--- INSTRUCTIONS TO FOLLOW ---
Using the data below, tally the lines that include the string "come". Only the number is wanted.

[Collected data]
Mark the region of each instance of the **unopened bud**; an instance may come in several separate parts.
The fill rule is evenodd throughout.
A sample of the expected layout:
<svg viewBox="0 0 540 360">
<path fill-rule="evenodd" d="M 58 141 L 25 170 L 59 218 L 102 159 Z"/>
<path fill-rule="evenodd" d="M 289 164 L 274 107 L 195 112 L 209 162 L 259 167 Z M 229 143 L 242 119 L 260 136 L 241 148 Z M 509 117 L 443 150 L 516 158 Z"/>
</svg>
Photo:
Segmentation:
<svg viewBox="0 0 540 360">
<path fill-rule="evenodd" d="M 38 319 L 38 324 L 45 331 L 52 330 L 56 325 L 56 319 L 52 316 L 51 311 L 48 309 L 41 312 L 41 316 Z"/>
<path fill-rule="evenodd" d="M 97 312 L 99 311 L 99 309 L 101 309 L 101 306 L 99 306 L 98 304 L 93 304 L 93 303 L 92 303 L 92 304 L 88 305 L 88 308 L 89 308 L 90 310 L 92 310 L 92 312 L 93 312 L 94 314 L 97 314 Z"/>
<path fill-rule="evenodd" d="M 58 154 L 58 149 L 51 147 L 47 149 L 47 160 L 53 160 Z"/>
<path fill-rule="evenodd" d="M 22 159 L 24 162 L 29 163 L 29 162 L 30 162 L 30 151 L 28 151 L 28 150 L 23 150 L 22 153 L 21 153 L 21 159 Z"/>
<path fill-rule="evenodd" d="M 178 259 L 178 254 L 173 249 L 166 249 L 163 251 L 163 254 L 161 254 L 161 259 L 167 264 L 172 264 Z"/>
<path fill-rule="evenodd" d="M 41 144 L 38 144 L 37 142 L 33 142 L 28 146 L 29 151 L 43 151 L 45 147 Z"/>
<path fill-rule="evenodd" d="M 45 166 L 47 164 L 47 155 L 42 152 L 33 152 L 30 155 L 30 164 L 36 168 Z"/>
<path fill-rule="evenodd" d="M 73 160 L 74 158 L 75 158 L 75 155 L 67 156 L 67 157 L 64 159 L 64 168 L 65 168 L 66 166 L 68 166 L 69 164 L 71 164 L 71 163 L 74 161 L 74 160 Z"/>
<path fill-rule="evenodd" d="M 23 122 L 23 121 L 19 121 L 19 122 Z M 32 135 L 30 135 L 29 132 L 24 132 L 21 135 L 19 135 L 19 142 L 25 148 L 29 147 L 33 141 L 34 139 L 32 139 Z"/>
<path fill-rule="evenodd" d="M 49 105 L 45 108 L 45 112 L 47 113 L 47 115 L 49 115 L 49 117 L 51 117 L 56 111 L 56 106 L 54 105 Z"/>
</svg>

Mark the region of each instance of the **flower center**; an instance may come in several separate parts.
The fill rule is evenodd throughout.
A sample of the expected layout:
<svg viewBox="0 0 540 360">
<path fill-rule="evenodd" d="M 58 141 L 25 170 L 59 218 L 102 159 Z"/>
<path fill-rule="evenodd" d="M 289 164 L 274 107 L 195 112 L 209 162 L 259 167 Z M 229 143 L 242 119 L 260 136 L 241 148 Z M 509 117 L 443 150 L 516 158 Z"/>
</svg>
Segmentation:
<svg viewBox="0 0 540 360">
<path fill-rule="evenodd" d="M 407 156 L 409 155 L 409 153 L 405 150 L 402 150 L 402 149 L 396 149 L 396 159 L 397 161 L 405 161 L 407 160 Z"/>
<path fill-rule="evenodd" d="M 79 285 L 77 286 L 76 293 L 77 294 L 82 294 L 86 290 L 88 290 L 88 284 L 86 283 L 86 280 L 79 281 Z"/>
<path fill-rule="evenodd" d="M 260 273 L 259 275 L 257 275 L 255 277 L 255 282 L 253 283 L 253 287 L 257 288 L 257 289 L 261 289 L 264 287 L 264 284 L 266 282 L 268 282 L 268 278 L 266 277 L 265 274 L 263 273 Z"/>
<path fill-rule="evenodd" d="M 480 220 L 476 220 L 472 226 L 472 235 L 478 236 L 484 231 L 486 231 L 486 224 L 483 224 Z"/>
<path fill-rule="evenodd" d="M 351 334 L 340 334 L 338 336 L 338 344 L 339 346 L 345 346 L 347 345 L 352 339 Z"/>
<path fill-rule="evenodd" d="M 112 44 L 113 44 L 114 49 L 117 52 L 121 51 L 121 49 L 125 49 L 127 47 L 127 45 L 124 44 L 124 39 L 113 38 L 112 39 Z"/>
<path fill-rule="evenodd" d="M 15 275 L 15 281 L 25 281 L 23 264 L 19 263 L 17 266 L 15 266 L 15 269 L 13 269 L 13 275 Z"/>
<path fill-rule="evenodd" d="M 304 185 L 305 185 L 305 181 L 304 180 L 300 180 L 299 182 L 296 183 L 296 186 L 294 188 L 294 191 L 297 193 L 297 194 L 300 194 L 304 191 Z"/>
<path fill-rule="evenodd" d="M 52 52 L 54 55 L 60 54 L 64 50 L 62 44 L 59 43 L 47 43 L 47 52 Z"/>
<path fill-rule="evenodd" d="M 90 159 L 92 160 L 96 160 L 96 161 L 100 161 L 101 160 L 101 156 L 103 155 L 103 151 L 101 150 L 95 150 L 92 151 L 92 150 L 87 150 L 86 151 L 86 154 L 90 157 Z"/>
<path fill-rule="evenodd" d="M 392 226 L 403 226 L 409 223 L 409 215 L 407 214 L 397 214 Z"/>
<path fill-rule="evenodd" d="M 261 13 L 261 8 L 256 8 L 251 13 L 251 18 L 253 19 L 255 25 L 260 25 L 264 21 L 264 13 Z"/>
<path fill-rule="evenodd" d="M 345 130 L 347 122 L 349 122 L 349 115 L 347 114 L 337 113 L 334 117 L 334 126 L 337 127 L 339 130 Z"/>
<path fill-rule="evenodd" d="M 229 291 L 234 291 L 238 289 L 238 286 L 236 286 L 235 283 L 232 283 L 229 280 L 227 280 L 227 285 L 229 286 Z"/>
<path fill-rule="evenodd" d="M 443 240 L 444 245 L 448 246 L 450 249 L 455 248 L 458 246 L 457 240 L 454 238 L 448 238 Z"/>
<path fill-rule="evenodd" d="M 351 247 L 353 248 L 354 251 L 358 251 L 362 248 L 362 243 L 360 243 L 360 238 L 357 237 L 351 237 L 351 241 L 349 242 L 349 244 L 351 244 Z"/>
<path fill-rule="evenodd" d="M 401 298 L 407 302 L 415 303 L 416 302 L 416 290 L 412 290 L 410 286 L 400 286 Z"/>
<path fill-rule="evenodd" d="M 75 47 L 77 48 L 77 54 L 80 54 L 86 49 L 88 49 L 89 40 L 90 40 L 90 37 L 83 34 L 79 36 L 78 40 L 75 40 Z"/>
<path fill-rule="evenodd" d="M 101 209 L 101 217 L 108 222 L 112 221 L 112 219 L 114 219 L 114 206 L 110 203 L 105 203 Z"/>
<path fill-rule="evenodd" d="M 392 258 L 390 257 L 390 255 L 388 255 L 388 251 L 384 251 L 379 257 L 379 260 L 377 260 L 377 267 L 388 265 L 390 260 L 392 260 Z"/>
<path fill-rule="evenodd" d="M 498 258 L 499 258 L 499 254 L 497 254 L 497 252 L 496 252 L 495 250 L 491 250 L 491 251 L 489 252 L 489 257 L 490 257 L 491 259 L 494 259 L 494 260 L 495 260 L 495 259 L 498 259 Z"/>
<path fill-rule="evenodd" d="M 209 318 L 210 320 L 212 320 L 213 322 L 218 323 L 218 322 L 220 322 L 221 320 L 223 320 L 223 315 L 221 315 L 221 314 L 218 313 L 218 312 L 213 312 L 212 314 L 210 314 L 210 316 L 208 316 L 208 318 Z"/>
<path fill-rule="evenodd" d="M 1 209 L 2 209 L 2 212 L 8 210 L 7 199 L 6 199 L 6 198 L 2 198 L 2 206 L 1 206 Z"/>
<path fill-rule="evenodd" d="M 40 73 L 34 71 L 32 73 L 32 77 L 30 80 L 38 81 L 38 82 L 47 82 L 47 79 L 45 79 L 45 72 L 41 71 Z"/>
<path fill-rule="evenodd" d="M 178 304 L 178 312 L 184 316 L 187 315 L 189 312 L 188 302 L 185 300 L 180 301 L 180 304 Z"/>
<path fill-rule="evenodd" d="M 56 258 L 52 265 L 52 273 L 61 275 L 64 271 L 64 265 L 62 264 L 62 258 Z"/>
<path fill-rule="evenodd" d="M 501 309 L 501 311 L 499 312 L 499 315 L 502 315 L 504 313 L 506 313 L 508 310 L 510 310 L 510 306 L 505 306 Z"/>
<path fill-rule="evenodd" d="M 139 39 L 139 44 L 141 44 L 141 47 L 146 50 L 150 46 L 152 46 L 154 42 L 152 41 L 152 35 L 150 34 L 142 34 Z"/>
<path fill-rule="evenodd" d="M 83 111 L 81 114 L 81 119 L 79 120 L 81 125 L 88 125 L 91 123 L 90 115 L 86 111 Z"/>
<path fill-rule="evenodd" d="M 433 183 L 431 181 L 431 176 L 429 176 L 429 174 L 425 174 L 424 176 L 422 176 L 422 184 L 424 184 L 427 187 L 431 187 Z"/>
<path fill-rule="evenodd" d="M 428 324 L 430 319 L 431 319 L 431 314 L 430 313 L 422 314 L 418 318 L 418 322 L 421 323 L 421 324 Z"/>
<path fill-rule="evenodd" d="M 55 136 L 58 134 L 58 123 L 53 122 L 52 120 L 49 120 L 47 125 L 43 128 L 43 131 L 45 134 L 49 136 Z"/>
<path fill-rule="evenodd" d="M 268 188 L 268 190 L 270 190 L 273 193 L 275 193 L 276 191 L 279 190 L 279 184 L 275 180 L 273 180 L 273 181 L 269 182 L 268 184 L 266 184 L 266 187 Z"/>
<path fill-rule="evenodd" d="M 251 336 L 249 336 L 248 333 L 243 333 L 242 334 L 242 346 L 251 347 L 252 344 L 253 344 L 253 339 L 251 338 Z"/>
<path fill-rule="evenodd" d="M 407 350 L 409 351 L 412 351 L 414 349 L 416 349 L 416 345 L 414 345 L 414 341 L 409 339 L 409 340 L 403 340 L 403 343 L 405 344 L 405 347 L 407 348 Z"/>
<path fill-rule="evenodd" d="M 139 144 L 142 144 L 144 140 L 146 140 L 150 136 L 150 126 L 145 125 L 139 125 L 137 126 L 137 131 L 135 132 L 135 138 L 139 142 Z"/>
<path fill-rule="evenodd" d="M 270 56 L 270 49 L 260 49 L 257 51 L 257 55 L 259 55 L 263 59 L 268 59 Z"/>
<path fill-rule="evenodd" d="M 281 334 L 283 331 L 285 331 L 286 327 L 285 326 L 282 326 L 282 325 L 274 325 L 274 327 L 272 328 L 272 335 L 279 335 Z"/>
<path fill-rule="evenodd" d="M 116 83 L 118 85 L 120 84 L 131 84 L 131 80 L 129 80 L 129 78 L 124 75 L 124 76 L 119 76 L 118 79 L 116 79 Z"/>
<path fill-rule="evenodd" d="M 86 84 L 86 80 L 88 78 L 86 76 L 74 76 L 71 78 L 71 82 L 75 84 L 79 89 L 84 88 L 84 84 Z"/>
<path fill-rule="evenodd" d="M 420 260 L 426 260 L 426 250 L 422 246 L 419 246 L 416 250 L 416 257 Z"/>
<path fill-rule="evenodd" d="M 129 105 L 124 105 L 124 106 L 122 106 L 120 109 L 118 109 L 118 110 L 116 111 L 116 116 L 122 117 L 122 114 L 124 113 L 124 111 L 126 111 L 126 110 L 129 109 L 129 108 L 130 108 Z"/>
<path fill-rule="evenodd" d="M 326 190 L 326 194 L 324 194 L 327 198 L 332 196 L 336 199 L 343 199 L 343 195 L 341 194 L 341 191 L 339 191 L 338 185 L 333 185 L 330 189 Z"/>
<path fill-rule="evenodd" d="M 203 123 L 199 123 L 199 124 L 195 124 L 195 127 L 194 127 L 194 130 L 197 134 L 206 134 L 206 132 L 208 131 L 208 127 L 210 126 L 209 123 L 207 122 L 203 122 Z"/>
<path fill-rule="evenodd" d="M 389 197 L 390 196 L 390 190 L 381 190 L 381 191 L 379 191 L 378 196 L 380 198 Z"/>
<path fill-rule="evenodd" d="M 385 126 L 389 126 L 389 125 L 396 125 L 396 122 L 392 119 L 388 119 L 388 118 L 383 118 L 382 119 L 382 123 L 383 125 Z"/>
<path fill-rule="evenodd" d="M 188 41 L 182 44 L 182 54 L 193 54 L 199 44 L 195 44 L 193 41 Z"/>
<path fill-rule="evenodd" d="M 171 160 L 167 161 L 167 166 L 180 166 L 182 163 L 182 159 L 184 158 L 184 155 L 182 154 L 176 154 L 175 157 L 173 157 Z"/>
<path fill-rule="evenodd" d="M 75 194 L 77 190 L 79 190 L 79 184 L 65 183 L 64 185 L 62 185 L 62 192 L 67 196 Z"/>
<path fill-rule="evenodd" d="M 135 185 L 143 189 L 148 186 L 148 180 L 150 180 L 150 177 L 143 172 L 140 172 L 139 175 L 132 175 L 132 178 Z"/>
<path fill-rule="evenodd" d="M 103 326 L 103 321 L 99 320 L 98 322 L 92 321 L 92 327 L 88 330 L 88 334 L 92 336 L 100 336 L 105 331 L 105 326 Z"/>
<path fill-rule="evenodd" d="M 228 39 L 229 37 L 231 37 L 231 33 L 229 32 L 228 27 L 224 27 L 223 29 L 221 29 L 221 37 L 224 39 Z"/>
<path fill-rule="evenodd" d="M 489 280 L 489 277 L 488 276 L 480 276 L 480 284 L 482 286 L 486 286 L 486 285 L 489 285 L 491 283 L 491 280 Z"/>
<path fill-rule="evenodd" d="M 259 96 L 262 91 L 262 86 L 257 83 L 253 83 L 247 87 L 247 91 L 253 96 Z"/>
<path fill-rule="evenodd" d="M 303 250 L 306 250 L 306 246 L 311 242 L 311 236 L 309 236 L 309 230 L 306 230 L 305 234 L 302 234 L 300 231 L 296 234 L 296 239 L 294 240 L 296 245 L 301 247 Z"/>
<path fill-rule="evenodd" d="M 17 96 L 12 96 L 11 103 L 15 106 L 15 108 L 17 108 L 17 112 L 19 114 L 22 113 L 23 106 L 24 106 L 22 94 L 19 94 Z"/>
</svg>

--- ANSWER BELOW ---
2